> **WHAT THIS TASK INVOLVES**: Please copy the material below line for line, with no changes of any kind.

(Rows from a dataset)

++++++++++

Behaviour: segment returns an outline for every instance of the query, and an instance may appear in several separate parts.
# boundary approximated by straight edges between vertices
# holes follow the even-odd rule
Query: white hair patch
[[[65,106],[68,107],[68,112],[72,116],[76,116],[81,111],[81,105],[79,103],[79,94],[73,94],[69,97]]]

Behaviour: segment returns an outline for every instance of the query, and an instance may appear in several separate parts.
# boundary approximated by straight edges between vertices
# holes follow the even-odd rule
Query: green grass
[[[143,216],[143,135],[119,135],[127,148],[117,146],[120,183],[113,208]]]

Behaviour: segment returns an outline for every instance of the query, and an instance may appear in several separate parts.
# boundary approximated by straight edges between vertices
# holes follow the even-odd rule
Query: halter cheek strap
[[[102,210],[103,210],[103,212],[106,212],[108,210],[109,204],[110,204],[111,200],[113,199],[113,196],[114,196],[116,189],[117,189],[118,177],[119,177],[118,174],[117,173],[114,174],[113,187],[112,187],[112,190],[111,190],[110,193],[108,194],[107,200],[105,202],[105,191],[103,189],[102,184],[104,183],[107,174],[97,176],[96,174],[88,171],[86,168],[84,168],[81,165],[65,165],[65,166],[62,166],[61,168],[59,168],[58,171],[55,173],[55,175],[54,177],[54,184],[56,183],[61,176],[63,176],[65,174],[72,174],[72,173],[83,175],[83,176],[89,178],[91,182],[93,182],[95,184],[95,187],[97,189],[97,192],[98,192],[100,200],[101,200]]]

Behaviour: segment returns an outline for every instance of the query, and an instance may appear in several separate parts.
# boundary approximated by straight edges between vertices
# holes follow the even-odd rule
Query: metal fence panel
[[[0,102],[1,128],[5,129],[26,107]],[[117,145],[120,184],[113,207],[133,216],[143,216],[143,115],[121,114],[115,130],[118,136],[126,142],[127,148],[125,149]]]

++++++++++

> **ANSWER**:
Behaviour: segment returns an outline for every instance of the query, and an instance may appear in several separate parts.
# boundary approximated by straight edges between vertices
# holes follow the even-odd rule
Query: white hair patch
[[[65,106],[68,107],[68,112],[72,116],[76,116],[81,111],[81,105],[79,103],[79,94],[73,94],[69,97]]]

Behaviour: segment returns an outline for every instance of the query, and an instance may appear in several separate parts.
# boundary approximated by straight edges between vertices
# holes follow the even-odd rule
Query: green grass
[[[143,216],[143,135],[119,135],[127,148],[117,146],[120,183],[113,208]]]

Behaviour: segment returns an outline for every instance of the query, and an instance may appear in several separate parts.
# boundary approximated by straight edges between vertices
# holes follow the even-odd rule
Query: halter cheek strap
[[[102,210],[103,210],[103,212],[106,212],[108,210],[109,204],[110,204],[111,200],[113,199],[113,196],[114,196],[116,189],[117,189],[118,177],[119,177],[118,174],[117,173],[114,174],[113,187],[112,187],[112,190],[111,190],[110,193],[108,194],[107,200],[105,202],[105,191],[103,189],[102,184],[104,183],[107,174],[97,176],[96,174],[88,171],[86,168],[84,168],[81,165],[65,165],[65,166],[62,166],[61,168],[59,168],[58,171],[55,173],[55,175],[54,177],[54,184],[56,183],[61,176],[63,176],[65,174],[72,174],[72,173],[83,175],[83,176],[89,178],[91,182],[93,182],[95,184],[95,187],[97,189],[97,192],[98,192],[100,200],[101,200]]]

Behaviour: segment returns an outline for every instance of the query, and an instance may appear in several separate parts.
# boundary approximated by straight edges between vertices
# holes follow the even-odd rule
Query: metal fence panel
[[[0,102],[1,128],[5,129],[26,107]],[[117,145],[120,184],[113,207],[133,216],[143,216],[143,115],[121,114],[115,130],[118,136],[126,142],[127,148],[125,149]]]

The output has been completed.